— begin Given records —

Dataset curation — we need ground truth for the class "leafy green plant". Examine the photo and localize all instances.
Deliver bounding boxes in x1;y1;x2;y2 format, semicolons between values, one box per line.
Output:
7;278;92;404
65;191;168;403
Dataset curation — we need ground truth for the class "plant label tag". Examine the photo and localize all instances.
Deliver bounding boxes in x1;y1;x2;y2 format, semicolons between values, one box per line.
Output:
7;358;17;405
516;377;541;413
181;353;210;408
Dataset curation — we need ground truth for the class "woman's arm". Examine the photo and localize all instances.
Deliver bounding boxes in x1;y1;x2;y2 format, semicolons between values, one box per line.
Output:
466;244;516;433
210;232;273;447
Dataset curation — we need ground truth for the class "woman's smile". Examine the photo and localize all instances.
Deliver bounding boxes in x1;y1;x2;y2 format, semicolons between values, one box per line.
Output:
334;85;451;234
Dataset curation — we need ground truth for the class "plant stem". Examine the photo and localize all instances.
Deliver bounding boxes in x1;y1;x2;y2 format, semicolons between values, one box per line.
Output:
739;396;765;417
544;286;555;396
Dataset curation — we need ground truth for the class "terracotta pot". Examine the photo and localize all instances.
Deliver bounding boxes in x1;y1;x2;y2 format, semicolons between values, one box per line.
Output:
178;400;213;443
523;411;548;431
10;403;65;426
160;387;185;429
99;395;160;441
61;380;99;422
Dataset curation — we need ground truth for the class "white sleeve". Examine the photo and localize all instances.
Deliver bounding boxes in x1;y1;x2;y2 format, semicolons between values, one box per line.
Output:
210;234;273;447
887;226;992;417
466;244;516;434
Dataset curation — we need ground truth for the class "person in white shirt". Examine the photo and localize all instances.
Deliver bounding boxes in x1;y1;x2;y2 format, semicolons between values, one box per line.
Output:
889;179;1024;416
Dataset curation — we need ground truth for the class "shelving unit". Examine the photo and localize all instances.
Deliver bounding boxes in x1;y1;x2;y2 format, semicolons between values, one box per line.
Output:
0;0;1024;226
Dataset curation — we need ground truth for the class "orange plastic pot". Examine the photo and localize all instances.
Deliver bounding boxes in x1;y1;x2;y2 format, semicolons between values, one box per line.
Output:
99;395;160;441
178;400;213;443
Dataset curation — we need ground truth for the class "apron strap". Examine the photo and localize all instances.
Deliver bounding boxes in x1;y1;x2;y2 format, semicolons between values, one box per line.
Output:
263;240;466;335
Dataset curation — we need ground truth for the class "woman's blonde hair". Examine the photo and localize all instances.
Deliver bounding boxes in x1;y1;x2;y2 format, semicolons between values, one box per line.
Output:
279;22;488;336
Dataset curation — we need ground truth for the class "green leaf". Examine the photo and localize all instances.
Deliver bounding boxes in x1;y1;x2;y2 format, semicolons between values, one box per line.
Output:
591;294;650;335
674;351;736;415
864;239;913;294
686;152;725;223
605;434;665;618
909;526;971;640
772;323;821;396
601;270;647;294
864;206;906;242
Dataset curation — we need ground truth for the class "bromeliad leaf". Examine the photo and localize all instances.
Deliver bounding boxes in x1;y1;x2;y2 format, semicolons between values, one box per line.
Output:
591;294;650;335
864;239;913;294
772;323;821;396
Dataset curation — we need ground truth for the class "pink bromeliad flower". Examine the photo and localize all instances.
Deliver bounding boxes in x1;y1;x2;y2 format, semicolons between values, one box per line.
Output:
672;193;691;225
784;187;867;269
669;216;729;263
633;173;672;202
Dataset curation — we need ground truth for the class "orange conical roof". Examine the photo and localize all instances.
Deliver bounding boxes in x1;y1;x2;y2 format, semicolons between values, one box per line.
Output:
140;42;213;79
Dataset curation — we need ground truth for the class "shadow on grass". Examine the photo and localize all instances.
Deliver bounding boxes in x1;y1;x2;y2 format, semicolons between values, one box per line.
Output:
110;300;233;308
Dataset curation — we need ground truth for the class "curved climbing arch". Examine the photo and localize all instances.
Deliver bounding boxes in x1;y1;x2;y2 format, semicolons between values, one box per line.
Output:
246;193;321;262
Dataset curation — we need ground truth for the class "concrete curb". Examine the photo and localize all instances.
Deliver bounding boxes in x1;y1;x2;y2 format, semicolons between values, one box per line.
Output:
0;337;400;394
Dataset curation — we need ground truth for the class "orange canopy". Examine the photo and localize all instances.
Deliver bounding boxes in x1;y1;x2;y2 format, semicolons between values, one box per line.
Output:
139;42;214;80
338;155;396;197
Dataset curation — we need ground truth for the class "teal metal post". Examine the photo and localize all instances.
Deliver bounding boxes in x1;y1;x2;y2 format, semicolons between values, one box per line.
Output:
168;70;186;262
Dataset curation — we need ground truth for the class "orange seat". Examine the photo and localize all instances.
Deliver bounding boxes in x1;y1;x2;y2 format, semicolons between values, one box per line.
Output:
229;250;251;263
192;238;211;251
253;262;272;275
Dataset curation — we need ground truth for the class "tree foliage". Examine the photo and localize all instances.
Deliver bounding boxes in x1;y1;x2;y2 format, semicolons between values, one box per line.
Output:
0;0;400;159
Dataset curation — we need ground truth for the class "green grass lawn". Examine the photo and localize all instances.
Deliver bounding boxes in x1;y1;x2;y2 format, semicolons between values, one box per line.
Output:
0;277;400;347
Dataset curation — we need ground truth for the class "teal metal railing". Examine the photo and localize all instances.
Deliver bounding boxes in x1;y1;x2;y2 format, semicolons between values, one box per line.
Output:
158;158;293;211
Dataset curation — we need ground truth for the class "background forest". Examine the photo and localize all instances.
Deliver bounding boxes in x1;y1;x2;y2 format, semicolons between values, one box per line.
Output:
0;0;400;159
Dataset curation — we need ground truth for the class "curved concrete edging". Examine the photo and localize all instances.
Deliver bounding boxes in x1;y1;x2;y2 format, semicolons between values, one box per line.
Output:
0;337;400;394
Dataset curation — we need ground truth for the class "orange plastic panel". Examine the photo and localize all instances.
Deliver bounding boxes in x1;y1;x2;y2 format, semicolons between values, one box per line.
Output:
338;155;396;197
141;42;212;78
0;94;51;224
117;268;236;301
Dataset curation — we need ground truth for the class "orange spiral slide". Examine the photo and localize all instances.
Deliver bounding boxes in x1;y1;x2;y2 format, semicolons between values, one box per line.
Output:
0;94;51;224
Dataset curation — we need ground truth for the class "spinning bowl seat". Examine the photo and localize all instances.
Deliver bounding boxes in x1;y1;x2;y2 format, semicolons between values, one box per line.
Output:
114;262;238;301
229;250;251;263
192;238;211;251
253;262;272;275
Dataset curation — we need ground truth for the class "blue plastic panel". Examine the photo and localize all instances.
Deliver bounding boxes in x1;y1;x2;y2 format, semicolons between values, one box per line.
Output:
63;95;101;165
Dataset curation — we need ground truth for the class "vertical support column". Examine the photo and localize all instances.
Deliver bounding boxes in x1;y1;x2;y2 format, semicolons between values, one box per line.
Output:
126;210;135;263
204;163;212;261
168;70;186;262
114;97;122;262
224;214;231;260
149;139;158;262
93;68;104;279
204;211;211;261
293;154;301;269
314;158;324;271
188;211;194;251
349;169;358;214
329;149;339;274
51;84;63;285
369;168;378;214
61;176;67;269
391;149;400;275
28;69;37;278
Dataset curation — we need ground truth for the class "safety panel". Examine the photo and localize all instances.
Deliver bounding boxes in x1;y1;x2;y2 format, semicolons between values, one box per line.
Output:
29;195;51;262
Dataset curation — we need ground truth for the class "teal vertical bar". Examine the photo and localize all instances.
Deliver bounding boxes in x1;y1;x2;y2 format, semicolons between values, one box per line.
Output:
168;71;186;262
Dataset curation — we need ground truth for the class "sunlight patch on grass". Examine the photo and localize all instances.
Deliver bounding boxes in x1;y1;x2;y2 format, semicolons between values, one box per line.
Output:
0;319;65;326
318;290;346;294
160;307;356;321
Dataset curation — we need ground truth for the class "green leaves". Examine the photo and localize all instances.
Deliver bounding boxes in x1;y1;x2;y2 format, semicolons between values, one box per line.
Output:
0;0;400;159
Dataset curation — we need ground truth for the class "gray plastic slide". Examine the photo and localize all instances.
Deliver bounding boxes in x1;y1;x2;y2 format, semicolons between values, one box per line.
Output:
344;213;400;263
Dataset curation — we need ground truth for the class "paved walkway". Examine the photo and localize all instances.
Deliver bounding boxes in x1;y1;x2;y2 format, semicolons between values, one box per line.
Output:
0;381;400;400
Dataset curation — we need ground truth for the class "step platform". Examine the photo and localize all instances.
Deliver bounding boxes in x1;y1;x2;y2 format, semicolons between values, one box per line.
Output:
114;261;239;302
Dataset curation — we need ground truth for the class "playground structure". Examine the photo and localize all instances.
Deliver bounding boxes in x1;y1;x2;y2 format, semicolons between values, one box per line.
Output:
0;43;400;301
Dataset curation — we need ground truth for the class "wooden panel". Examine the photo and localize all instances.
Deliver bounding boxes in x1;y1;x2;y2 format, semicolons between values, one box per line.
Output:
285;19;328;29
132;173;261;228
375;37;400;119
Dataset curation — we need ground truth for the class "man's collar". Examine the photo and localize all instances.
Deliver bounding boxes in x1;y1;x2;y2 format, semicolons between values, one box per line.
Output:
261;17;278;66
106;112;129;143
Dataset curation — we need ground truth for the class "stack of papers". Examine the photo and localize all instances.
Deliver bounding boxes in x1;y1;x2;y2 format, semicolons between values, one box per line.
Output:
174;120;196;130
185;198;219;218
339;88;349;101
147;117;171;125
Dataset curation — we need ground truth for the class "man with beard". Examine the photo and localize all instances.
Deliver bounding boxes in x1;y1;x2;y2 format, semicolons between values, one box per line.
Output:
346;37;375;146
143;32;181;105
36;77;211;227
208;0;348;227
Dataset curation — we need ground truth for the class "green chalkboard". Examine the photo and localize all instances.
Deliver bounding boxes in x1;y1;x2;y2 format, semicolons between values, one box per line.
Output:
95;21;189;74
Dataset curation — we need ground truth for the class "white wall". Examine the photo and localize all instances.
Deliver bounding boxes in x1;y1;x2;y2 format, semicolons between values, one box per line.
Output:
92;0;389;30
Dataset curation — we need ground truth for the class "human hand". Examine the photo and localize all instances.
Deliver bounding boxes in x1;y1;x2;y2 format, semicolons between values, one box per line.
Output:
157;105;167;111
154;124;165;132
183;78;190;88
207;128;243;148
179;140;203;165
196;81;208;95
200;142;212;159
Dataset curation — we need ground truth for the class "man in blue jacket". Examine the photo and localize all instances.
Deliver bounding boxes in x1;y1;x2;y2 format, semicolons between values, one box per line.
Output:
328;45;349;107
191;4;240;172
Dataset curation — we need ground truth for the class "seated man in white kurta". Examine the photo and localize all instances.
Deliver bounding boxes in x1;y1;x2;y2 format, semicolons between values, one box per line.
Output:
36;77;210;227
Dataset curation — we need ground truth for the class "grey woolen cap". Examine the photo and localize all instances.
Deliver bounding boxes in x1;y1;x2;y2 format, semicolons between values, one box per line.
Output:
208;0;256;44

— end Given records —

* [What is required]
Could you write out the entries again, from their start through the line containing "65;191;168;403", requests included, with every bounding-box coordinate in the answers shifted up by 127?

* [Correct response]
Dataset curation — we need ground truth for the class "leafy green plant". Examine the photo and localize all instances.
Deliver bounding boxes in x1;y1;x2;y2 format, semicolons between values, one box per line.
Output:
134;405;219;531
192;318;295;530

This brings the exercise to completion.